** Opening Data to process block **
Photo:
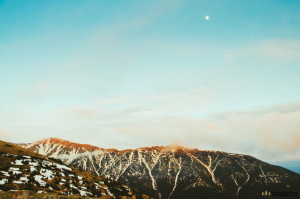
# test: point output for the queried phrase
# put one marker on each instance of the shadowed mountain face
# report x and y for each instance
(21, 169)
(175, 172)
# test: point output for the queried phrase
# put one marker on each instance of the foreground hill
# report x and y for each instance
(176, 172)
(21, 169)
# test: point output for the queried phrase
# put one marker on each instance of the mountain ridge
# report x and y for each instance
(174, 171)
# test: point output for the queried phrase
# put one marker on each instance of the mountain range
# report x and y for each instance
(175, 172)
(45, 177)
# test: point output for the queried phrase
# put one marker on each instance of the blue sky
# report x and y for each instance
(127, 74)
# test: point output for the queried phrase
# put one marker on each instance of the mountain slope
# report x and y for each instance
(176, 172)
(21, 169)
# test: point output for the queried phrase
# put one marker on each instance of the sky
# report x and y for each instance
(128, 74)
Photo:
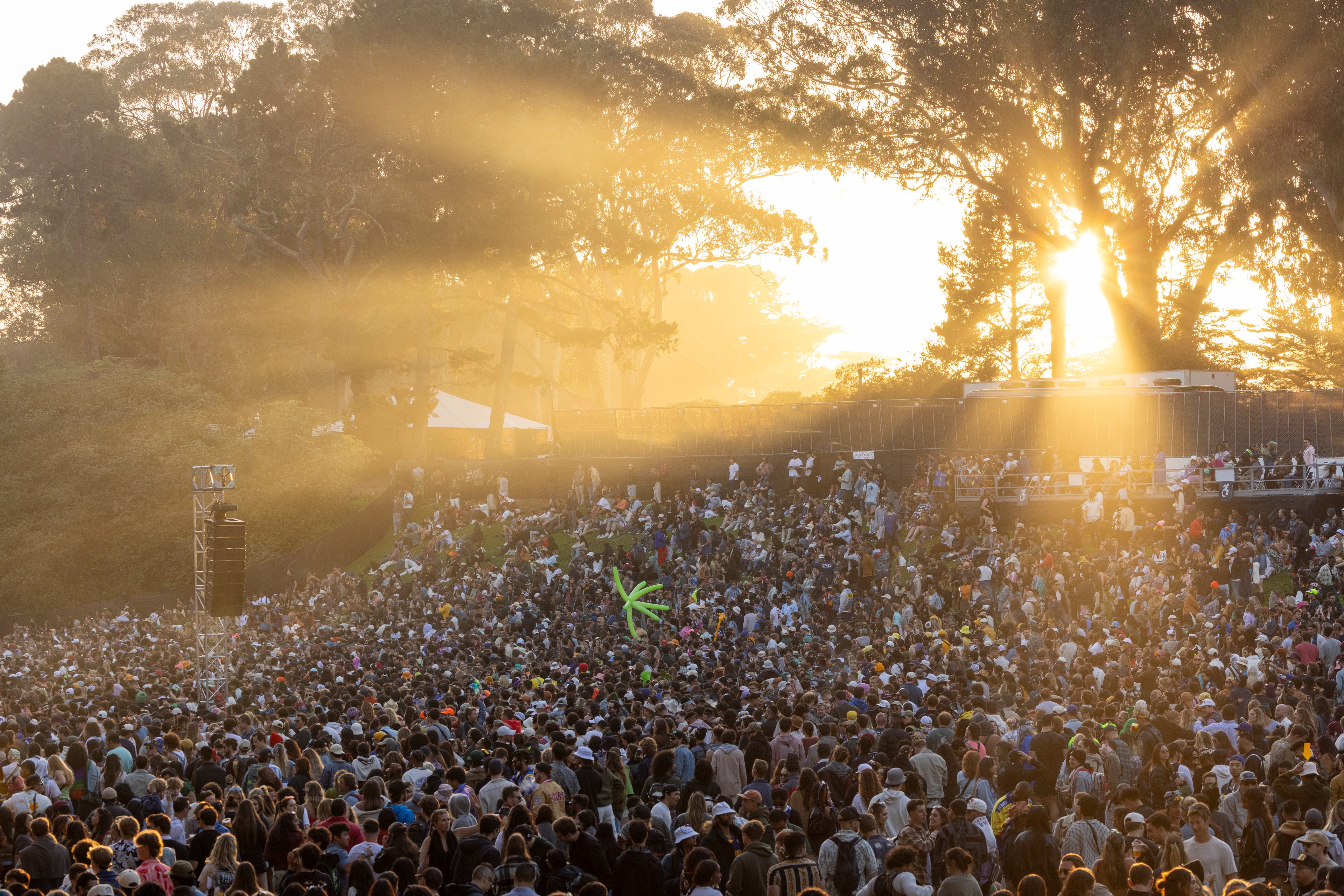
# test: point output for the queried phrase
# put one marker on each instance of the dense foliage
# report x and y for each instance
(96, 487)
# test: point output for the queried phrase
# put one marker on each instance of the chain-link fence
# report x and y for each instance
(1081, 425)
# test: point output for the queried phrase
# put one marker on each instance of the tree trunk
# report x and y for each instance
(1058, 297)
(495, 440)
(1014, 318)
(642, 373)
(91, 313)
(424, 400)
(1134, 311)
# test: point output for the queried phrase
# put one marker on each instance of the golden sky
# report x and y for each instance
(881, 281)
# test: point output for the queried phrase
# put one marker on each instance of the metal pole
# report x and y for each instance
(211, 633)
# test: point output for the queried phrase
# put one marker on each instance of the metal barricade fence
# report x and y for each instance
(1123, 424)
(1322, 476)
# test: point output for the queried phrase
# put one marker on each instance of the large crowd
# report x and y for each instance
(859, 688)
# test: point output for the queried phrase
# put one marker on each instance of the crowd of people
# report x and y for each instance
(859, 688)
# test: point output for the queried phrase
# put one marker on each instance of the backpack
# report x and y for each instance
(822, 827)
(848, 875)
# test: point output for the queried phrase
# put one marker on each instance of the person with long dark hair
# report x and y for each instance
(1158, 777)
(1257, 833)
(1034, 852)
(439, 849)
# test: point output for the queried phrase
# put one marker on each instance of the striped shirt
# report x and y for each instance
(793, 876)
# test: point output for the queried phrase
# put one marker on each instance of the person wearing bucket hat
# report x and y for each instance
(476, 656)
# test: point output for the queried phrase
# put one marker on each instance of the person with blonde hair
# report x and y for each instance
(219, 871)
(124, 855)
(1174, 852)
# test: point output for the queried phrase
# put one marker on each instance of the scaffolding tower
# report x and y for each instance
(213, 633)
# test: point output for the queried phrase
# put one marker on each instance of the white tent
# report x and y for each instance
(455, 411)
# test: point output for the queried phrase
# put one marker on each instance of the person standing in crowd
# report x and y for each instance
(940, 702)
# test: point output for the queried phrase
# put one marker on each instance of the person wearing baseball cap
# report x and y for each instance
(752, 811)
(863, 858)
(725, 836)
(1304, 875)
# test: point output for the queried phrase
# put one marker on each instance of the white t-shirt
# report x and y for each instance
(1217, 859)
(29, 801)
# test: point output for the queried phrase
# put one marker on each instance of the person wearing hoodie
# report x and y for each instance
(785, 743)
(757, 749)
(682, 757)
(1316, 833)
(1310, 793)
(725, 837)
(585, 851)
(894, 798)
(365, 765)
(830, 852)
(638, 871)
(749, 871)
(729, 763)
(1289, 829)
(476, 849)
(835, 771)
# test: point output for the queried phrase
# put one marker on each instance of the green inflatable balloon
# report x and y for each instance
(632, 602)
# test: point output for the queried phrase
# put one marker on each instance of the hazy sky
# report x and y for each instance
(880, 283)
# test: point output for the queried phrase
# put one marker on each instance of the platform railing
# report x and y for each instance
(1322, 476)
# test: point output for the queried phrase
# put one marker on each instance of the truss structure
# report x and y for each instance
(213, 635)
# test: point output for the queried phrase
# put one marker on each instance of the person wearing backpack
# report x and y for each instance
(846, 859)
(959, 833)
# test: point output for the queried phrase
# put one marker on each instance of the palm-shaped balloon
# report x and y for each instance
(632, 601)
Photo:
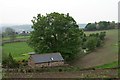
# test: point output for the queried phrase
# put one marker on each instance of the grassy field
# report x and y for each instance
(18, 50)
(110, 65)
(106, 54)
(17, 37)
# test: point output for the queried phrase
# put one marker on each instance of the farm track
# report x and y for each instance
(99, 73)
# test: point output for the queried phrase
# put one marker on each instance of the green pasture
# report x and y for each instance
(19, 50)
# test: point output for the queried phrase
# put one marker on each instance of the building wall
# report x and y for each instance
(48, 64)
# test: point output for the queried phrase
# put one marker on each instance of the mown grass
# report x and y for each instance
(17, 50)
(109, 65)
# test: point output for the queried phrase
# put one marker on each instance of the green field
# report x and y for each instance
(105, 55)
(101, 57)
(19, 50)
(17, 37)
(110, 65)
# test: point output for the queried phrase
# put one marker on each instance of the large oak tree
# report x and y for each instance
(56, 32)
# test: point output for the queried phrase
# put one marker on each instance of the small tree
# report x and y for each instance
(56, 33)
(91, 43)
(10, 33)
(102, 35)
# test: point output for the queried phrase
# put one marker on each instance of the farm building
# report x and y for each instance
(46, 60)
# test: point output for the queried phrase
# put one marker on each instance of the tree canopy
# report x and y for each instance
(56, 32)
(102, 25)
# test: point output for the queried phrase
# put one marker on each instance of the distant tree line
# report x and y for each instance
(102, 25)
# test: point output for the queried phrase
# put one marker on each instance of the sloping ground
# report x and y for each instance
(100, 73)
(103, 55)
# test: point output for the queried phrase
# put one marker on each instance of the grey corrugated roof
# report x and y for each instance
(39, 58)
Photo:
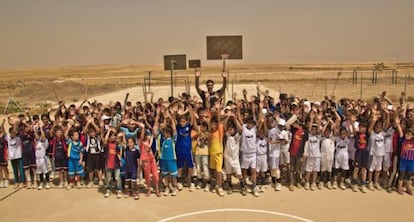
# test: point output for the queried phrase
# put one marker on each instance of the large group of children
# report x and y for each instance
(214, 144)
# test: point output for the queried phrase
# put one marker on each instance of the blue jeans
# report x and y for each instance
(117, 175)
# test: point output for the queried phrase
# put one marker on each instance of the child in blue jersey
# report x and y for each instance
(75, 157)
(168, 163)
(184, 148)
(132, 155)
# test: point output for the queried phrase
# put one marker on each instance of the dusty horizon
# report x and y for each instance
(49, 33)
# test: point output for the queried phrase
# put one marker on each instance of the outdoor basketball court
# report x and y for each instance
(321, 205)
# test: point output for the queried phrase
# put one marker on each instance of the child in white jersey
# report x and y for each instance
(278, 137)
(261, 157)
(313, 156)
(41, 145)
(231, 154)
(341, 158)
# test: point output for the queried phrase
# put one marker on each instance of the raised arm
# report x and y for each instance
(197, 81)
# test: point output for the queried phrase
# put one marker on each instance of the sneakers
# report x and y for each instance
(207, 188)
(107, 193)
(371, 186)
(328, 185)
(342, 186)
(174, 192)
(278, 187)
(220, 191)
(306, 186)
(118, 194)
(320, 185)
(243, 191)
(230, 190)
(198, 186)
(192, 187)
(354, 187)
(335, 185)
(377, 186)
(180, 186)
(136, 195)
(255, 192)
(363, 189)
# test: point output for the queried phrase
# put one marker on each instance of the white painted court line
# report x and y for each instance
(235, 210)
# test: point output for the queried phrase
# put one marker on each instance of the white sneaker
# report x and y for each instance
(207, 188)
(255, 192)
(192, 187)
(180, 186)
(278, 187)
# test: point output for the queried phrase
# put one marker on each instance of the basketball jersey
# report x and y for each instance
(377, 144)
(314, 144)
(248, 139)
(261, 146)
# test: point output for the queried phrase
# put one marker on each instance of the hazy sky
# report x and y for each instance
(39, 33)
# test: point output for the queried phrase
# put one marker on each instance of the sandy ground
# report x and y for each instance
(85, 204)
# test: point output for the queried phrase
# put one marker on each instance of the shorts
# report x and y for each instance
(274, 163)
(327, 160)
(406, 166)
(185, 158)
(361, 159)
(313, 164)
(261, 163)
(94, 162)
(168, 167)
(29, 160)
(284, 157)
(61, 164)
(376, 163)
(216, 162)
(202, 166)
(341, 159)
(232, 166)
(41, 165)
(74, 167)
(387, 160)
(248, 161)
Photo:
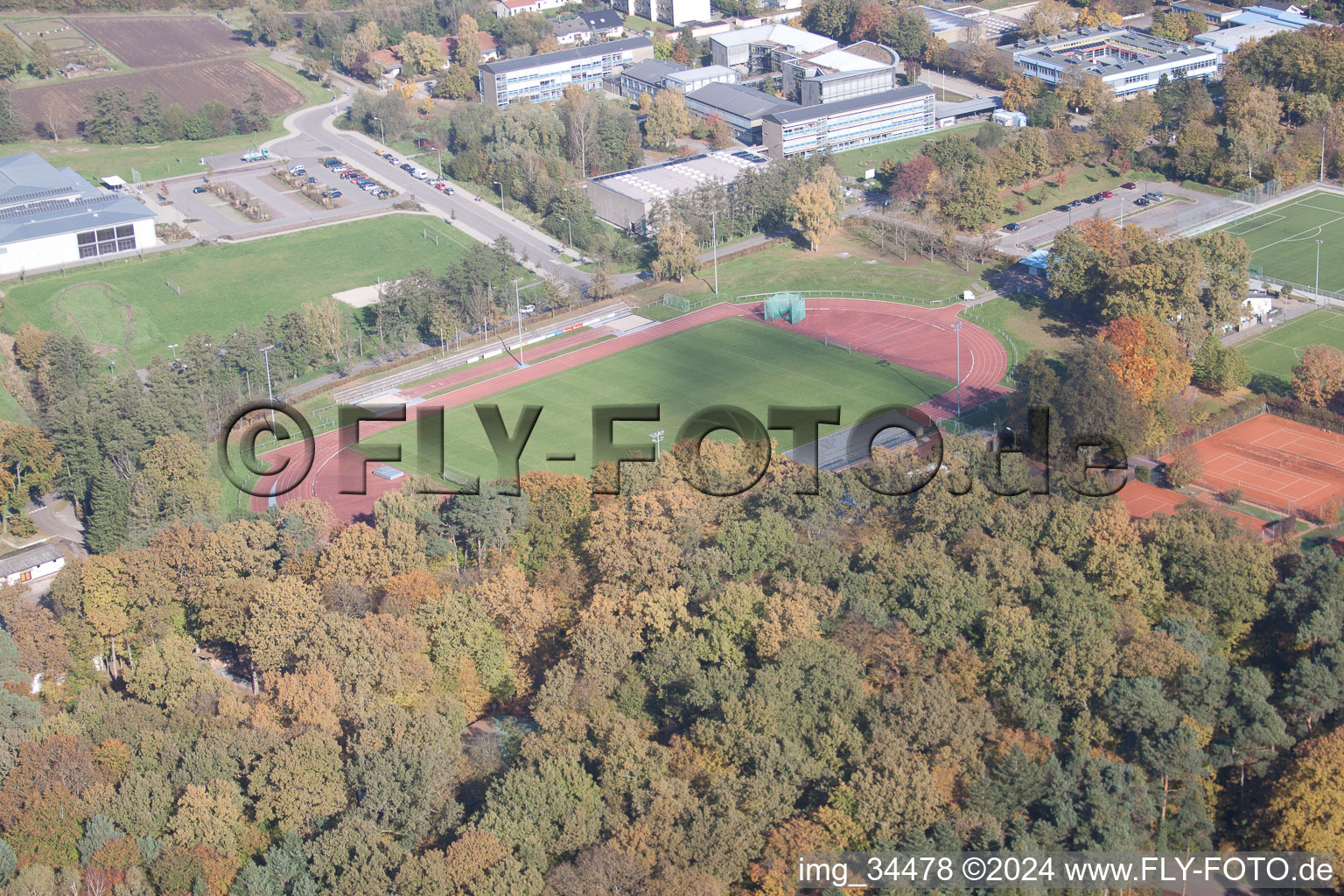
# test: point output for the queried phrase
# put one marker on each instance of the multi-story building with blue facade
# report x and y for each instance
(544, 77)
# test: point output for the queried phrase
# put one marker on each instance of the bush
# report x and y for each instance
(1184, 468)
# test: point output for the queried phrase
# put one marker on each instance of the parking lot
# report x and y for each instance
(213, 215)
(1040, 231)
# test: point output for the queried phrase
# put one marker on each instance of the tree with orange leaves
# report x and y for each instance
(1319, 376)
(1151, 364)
** Closing Data to process block **
## Exercise requirements
Reproduce exactly the lines of the records above from the one with "# put one marker on each instance of the chain-link" to the one with "# put one marker on each instance of the crowd", both included, and leave out everything else.

## Response
# put one marker on each instance of the chain-link fence
# report x and y for each instance
(1081, 425)
# test: point output for the queried phrase
# put one marker on each instance of the tree trunk
# report x and y for each instance
(1058, 297)
(495, 440)
(1014, 318)
(642, 373)
(91, 313)
(424, 400)
(1134, 311)
# test: point output for the queried phrase
# put one marker on each instance of the golden sky
# report x and y for each instance
(881, 281)
# test: point output for the queried phrase
# put one marker on each instance of the metal pole
# report x and y for each instance
(211, 633)
# test: point output for the queried phrase
# put one marker on each instance of the metal barricade fence
# report x and y for each instance
(1123, 424)
(1322, 476)
# test: point output for the queried phrase
# put one marker on each instance of the large crowd
# report x and y for each instance
(859, 688)
# test: point output for the queried phrase
# put one marker on each instance of the crowd of people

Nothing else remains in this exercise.